### Work instruction
Each line must appear in the answer exactly as it does in the data.
----- Extracted records
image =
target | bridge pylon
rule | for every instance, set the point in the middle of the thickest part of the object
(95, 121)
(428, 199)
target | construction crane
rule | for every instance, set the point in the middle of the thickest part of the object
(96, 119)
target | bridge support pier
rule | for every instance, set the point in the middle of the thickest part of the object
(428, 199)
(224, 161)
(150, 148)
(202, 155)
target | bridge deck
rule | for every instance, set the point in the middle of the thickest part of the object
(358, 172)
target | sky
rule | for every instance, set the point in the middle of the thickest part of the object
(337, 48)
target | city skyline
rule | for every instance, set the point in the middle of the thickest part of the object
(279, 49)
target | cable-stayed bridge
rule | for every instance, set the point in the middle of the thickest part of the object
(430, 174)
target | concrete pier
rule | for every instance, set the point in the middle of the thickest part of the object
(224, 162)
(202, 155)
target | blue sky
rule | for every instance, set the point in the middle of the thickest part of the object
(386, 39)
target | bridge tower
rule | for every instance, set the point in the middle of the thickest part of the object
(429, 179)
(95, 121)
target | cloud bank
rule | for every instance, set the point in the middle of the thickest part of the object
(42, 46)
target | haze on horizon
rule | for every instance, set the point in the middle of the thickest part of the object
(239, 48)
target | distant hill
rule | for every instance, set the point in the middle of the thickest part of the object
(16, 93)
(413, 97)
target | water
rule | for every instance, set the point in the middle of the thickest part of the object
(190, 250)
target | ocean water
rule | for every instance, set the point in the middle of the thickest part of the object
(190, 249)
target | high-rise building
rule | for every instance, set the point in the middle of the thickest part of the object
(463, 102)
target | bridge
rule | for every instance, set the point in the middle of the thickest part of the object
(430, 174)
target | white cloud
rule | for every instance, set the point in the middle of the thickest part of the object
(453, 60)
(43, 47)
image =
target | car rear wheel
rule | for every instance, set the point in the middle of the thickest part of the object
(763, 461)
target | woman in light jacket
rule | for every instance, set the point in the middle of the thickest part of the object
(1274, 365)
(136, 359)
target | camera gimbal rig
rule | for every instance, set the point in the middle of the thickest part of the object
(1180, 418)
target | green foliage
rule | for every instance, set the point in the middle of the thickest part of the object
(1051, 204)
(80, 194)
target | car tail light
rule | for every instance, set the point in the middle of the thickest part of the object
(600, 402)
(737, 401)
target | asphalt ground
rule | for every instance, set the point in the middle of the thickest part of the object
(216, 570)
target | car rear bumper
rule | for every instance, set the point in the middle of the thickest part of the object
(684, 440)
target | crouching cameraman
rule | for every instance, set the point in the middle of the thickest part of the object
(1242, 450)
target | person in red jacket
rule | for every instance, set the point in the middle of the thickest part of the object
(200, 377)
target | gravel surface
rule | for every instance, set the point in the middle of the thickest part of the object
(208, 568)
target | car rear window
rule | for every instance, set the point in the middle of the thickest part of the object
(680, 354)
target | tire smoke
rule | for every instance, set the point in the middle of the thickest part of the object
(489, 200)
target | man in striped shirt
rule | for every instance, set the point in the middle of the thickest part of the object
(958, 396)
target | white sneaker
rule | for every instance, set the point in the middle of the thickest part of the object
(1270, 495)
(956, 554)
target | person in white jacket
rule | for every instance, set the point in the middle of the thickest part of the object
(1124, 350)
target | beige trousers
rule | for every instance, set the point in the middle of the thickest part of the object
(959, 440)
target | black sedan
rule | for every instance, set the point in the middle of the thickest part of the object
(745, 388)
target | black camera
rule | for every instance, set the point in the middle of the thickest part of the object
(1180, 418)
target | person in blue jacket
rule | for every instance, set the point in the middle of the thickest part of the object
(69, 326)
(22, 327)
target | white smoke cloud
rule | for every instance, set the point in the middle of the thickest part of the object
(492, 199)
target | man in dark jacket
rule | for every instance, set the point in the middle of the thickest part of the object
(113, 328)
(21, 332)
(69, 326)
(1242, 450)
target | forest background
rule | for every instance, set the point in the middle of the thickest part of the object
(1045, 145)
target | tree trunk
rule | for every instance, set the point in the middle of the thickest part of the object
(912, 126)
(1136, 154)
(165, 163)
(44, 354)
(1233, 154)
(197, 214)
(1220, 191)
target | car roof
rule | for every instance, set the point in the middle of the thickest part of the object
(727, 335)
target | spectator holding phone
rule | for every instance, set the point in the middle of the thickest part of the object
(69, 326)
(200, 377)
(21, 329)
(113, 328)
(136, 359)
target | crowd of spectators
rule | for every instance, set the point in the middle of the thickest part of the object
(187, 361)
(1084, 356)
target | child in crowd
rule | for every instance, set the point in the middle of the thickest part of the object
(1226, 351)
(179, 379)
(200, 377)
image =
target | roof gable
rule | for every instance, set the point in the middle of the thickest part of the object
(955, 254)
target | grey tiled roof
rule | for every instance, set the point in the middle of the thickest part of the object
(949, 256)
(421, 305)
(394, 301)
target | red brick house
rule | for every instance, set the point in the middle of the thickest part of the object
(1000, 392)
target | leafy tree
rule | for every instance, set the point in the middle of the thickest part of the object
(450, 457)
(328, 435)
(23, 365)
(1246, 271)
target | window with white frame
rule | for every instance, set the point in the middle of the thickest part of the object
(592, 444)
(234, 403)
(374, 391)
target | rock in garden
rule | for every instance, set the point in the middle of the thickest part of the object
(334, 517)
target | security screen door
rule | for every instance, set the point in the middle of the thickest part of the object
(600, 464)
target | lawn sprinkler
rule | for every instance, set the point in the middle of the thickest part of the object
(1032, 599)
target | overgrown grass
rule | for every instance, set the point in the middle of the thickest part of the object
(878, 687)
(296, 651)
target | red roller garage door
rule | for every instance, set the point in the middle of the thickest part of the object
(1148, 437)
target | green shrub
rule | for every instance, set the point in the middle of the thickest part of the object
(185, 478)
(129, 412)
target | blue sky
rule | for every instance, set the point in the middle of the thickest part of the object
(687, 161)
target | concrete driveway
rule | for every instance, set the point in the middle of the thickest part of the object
----------
### Exercise answer
image =
target | bridge pylon
rule | for every instance, set the point in the middle of the thickest part of the object
(95, 121)
(428, 199)
target | construction crane
rule | for every instance, set the point in the middle of the thickest part of the object
(96, 119)
target | bridge support pier
rule | for every instance, set the point in the middle of the thickest part of the object
(428, 199)
(224, 161)
(150, 148)
(202, 155)
target | bridge deck
rule | for every instance, set the point in the middle of the thickest part of the object
(358, 172)
target | sky
rule | for every instance, set the point in the middle of the thickest part of the object
(337, 48)
target | city skyline
rule | for every instance, set the point in the middle of the thickest part of the object
(279, 49)
target | cable-stayed bridge
rule | for every instance, set the point in the middle of the thickest part of the object
(430, 174)
target | concrete pier
rule | for every instance, set the point in the middle of the thickest part of the object
(224, 162)
(202, 155)
target | blue sky
rule | for every instance, set the point in the middle of the thickest part of the object
(386, 39)
target | bridge tower
rule | for every instance, set the point in the middle of the thickest part of the object
(429, 179)
(95, 121)
target | cloud bank
rule | for every instance, set the point in the middle of the thickest part of the object
(42, 46)
target | haze on horizon
rule | for every instance, set the point in the middle of the thickest part of the object
(239, 48)
target | distant hill
rule | for every instance, set the point in the middle of the thickest part of the object
(16, 93)
(413, 97)
target | water
rule | for every instance, set the point in the middle of the thickest part of the object
(190, 250)
target | ocean water
rule | for every instance, set the point in the middle of the thickest part of the object
(190, 249)
target | high-rise building
rule | for every instance, set the point in the middle of the thickest part of the object
(463, 102)
target | bridge
rule | for every instance, set the point in the middle of the thickest part of the object
(430, 174)
target | white cloud
rule | for every instance, set the point in the middle of the thickest part of the object
(453, 60)
(43, 47)
image =
target | car rear wheel
rule | for every instance, set the point in the middle of the thickest part of the object
(763, 461)
target | woman in light jacket
rule | for every instance, set the point in the middle of the thickest part of the object
(1274, 365)
(136, 359)
target | camera gimbal rig
rule | for every instance, set the point in the middle of the thickest part of the object
(1180, 418)
target | green foliage
rule | for every instance, set the point in the middle of the thickest part of the object
(1051, 204)
(80, 194)
target | car tail light
rule | for every instance, set the point in the middle of the thickest part of the object
(600, 402)
(737, 401)
target | asphalt ground
rule | for every instance, set the point in the middle of the thickest part of the object
(216, 570)
target | car rear bumper
rule | for every instance, set the point in the middle of the thickest part of the object
(684, 440)
target | crouching cameraman
rule | for every instance, set the point in the middle of the thickest part of the object
(1242, 450)
target | person in red jacket
rule | for every instance, set the point in the middle of the thickest part of the object
(200, 377)
target | gravel surface
rule | for every instance, set the point in the middle of the thickest part of the object
(208, 568)
target | car rear window
rule | for every instance, set the point in the middle of the thickest part of the object
(680, 354)
target | tire smoke
rule | for every instance, set the point in the middle of the thickest part of the object
(489, 200)
target | man in striped shirt
rule | for every instance, set the point in the middle of the thickest part of the object
(958, 396)
target | white sneaker
rule | for every instance, set the point in the middle of the thickest part of the object
(1270, 495)
(956, 554)
target | person in white jacket
rule | for every instance, set the point in the middle of the thickest part of the object
(1124, 350)
target | beige trousers
rule | for every instance, set the point in the middle of the thickest part of the object
(959, 440)
target | black sedan
rule | for every instance, set the point in the middle of the thickest part of the object
(745, 388)
target | black camera
rule | for every instance, set the point in the middle of the thickest part of the object
(1180, 418)
target | person in blue jacket
rule | for every instance, set the point in the middle of the thickest part of the object
(69, 326)
(22, 327)
target | white smoke cloud
rule | for every instance, set the point in the middle of the thickest part of the object
(492, 199)
target | man in dark jacket
rule | for every instance, set the point in the middle of the thickest part of the object
(113, 328)
(21, 332)
(69, 326)
(1242, 450)
target | forest background
rule | for every instance, set the point in the middle of the thickest part of the object
(1045, 145)
target | tree trunk
rule | for every instance, set the point in the middle of the thickest part of the object
(912, 126)
(1136, 154)
(165, 163)
(44, 354)
(1233, 154)
(197, 214)
(1220, 191)
target | car roof
rule | for every instance, set the point in the middle of the thickest part of the object
(727, 335)
target | spectator holding phone
rule | for every instance, set the point in the middle of the thickest part of the object
(69, 326)
(200, 377)
(21, 329)
(113, 328)
(136, 359)
target | crowd of spectators
rule | for every instance, set the point in the middle of the thickest part of the object
(187, 361)
(1084, 356)
target | child in crowd
rule | for every instance, set the point in the middle of the thickest part of the object
(1226, 351)
(179, 379)
(200, 377)
image =
target | roof gable
rule | for every instance, set the point in the middle of the thickest part of the object
(955, 254)
target | grey tiled roof
rule | for every instance, set the point in the middle of the thickest part of the object
(949, 256)
(421, 305)
(394, 301)
target | red brick house
rule | for every instance, set the point in the middle of the thickest part of the object
(1000, 392)
target | leafy tree
rule | for every instance, set the point in the middle of the thickest part of the object
(450, 457)
(328, 435)
(23, 365)
(1246, 271)
target | window with white frame
rule | for every instance, set the point in the middle of the thickest part of the object
(592, 444)
(234, 403)
(374, 391)
target | rock in garden
rule | for every instance, set the point in the middle of the thickest part of the object
(334, 517)
target | security screen door
rule | for every instance, set the point in the middle of the thickest part of the object
(600, 464)
target | lawn sprinkler
rule | for every instance, set the point in the middle of the thickest part of the object
(1032, 599)
target | overgrown grass
rule | for every instance, set the point in the middle of the thickest part of the object
(878, 687)
(296, 651)
target | red roller garage door
rule | for every instance, set the point in the middle of the thickest part of the object
(1148, 437)
target | green shrub
rule | for every instance, set the point in the middle of the thickest part of the object
(185, 478)
(129, 412)
target | blue sky
rule | for every instance, set the point in the middle of the thickest part of the object
(687, 161)
target | concrete driveway
rule | for every instance, set the point in the middle of the thickest part of the object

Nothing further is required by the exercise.